* Passage:
>>>
# Paph. Robinianum 'Monster' AM



## rdlsreno (Jun 4, 2010)

My Paph. Robinianum 'Monster' got an AM! I love the dorsal sepals.

Ramon

Paph. Robinianum 'Monster' AM


----------



## SlipperFan (Jun 4, 2010)

Congrats! It's beautiful!


----------



## Paph_LdyMacBeth (Jun 4, 2010)

That really is fantastic!


----------



## SlipperKing (Jun 4, 2010)

Nice one Ramon!


----------



## goldenrose (Jun 4, 2010)

:drool::drool::drool: :clap::clap:
Give us some details ..... how many flowers, etc.


----------



## paphreek (Jun 4, 2010)

Congratulations, Ramon!


----------



## rdlsreno (Jun 5, 2010)

goldenrose said:


> :drool::drool::drool: :clap::clap:
> Give us some details ..... how many flowers, etc.




Thanks!

5 flowers & 2 buds. DW 4.3, PW 1.2. 

Ramon


----------



## JeanLux (Jun 5, 2010)

Very, very nice blooms for this lowii X parishii; Congratulations Ramon!!!!
<<<
* Given problem:
Answer these questions about the orchid thread:
1. Which part of the flower does Ramon say he loves?
2. How many flowers and buds does Ramon report?
3. What pairing does JeanLux give for this plant?

* Records provided:
>>>
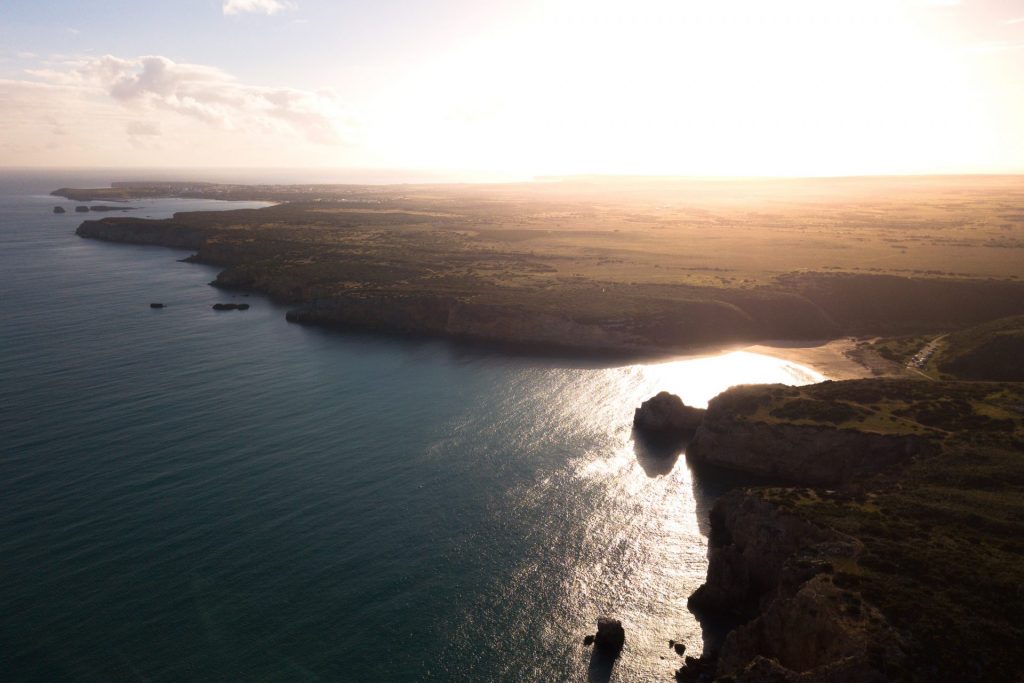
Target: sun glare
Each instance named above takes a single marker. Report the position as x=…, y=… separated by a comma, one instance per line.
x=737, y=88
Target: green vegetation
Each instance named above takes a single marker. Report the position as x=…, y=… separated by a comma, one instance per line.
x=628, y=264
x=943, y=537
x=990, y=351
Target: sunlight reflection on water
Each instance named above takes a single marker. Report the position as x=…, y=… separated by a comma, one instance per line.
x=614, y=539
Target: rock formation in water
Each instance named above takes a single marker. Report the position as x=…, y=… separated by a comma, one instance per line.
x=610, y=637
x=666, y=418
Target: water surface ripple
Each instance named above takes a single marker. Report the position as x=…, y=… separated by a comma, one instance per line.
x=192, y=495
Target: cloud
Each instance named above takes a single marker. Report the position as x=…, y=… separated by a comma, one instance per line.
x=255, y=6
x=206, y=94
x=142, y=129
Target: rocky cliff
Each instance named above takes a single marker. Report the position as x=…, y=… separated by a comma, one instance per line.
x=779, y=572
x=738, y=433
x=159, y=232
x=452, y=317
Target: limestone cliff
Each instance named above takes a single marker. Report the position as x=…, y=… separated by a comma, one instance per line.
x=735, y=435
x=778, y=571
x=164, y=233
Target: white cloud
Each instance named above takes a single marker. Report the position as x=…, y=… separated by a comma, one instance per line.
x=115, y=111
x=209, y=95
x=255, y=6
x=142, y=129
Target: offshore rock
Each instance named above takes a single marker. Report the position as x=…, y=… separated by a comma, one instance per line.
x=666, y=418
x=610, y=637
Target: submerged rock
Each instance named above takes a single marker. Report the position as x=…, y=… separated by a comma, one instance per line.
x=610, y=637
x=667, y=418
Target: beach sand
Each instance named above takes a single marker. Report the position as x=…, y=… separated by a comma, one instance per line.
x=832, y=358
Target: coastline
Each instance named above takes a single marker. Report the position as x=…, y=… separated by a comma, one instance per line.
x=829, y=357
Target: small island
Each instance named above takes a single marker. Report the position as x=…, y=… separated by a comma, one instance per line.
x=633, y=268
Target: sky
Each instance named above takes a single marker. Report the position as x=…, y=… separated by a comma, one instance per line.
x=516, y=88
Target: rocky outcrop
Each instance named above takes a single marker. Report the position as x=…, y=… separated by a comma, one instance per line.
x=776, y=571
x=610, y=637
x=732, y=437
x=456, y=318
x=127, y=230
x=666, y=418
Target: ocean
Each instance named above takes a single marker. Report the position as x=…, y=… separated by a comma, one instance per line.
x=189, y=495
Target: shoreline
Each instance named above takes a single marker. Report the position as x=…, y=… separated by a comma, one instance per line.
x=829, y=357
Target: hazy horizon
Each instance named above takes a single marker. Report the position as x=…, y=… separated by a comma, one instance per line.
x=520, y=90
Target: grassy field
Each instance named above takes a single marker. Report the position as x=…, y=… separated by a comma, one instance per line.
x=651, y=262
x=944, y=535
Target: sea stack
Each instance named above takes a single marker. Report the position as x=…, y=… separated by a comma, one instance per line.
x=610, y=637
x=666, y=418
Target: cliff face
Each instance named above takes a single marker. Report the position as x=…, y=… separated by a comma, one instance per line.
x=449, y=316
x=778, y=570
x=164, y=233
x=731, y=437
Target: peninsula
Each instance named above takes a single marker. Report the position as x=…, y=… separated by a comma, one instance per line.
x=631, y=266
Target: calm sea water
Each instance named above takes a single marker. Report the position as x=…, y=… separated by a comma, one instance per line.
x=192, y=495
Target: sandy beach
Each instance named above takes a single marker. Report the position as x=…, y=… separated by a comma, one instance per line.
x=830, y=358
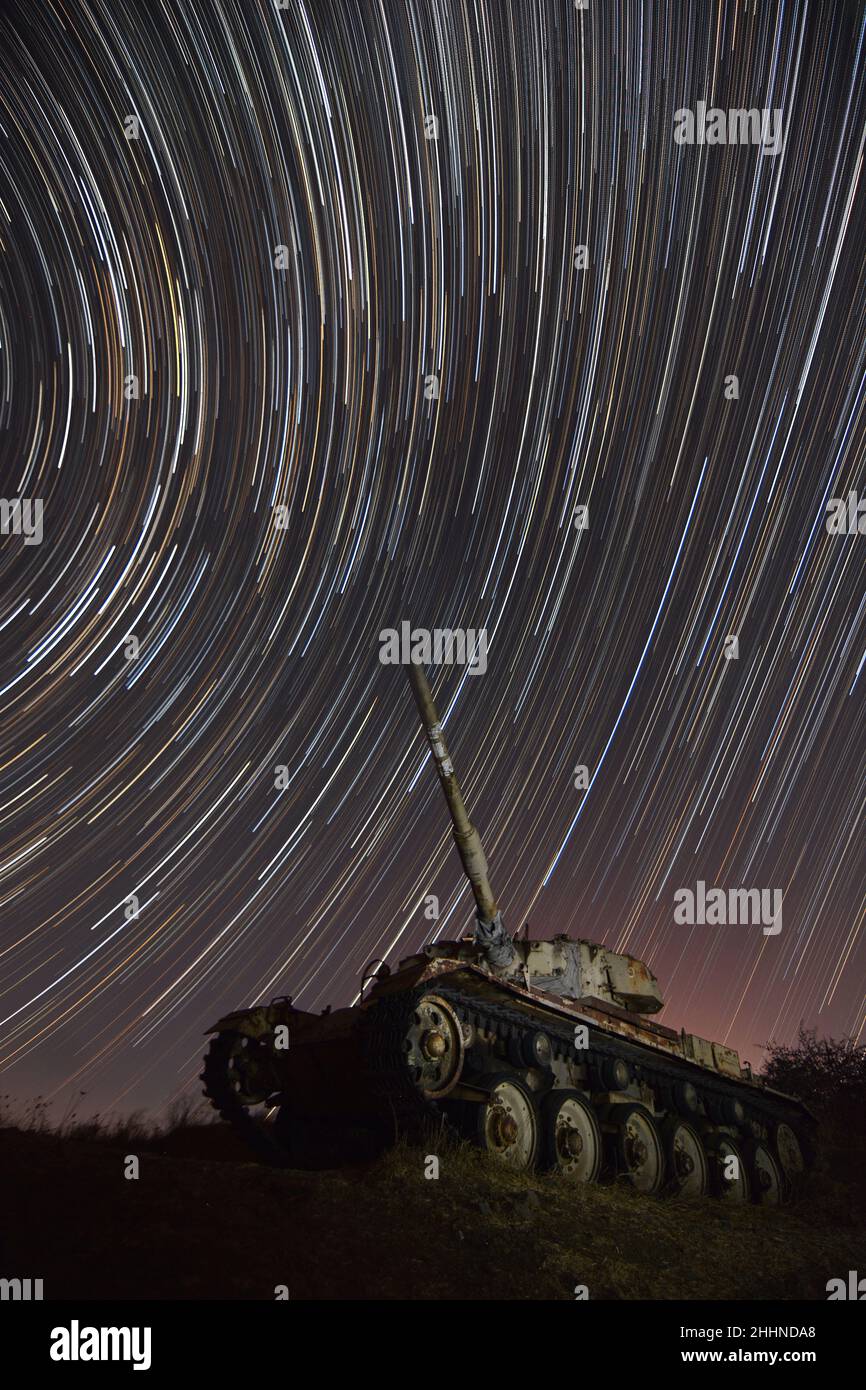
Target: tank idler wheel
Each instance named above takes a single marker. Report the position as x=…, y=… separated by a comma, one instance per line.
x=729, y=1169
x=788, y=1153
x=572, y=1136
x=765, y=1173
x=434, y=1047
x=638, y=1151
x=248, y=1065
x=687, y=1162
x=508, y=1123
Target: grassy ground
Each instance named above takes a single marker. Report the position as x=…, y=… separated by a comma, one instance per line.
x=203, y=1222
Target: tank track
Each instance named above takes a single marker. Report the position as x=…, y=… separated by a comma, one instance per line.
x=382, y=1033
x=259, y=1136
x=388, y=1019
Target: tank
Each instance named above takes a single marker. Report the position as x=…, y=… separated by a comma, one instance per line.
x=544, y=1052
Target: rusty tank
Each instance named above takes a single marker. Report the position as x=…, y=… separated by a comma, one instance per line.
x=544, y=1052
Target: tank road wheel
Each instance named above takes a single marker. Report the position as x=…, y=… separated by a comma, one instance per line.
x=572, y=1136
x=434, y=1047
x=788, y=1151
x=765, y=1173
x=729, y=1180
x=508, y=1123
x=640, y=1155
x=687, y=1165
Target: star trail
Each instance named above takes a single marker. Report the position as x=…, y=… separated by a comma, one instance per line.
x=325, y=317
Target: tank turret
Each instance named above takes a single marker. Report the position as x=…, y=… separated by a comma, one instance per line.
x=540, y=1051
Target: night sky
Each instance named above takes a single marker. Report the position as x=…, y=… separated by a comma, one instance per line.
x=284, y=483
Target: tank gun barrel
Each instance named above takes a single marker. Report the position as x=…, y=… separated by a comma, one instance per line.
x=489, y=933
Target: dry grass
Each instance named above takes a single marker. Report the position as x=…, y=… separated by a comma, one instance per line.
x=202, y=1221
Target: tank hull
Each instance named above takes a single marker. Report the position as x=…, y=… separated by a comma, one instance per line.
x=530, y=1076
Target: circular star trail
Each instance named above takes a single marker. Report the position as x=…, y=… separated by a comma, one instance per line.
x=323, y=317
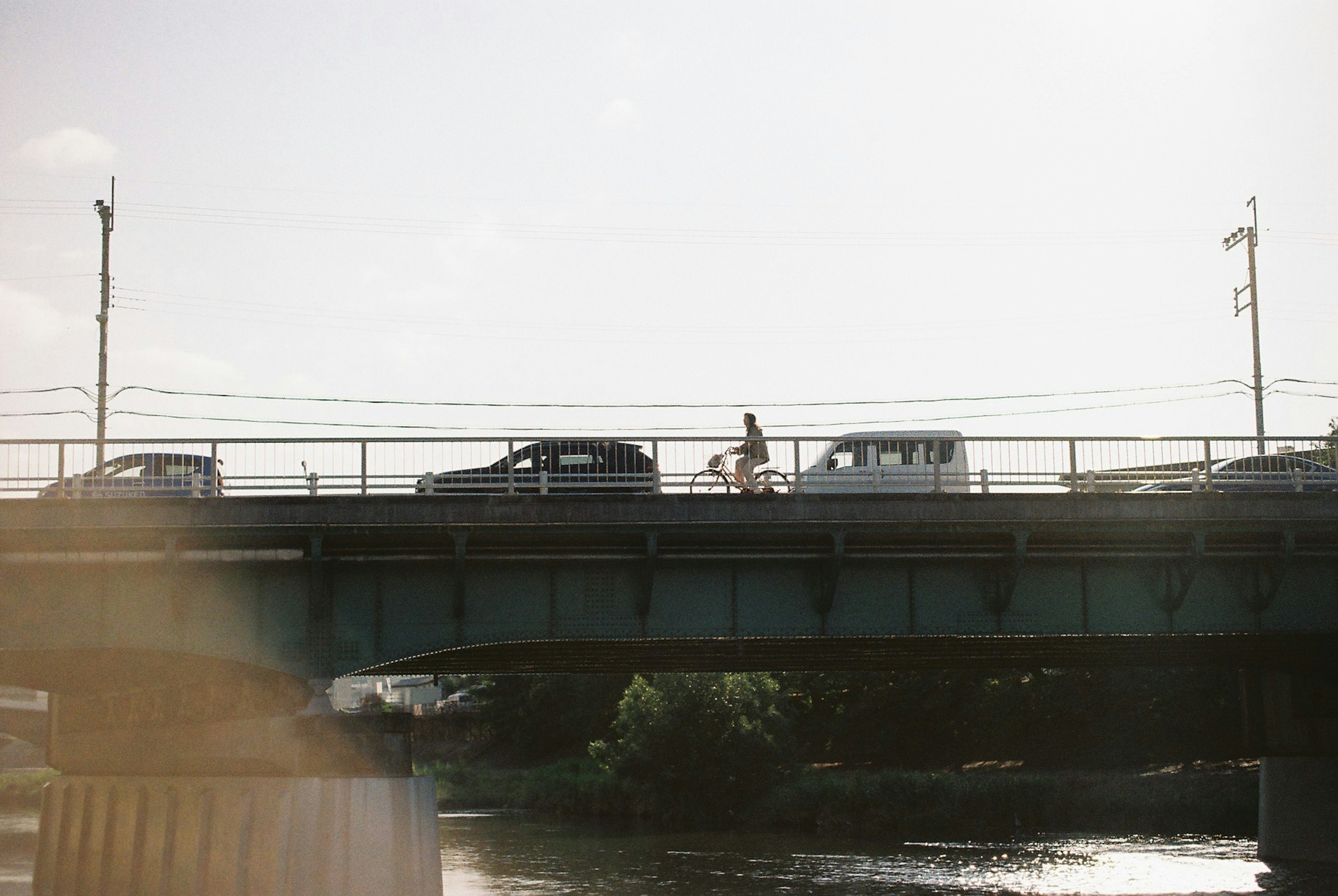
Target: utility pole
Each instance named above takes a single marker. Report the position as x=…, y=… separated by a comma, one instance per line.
<<<
* Completed exercise:
1. The dorsal sepals.
2. 5 flowers and 2 buds.
3. lowii X parishii.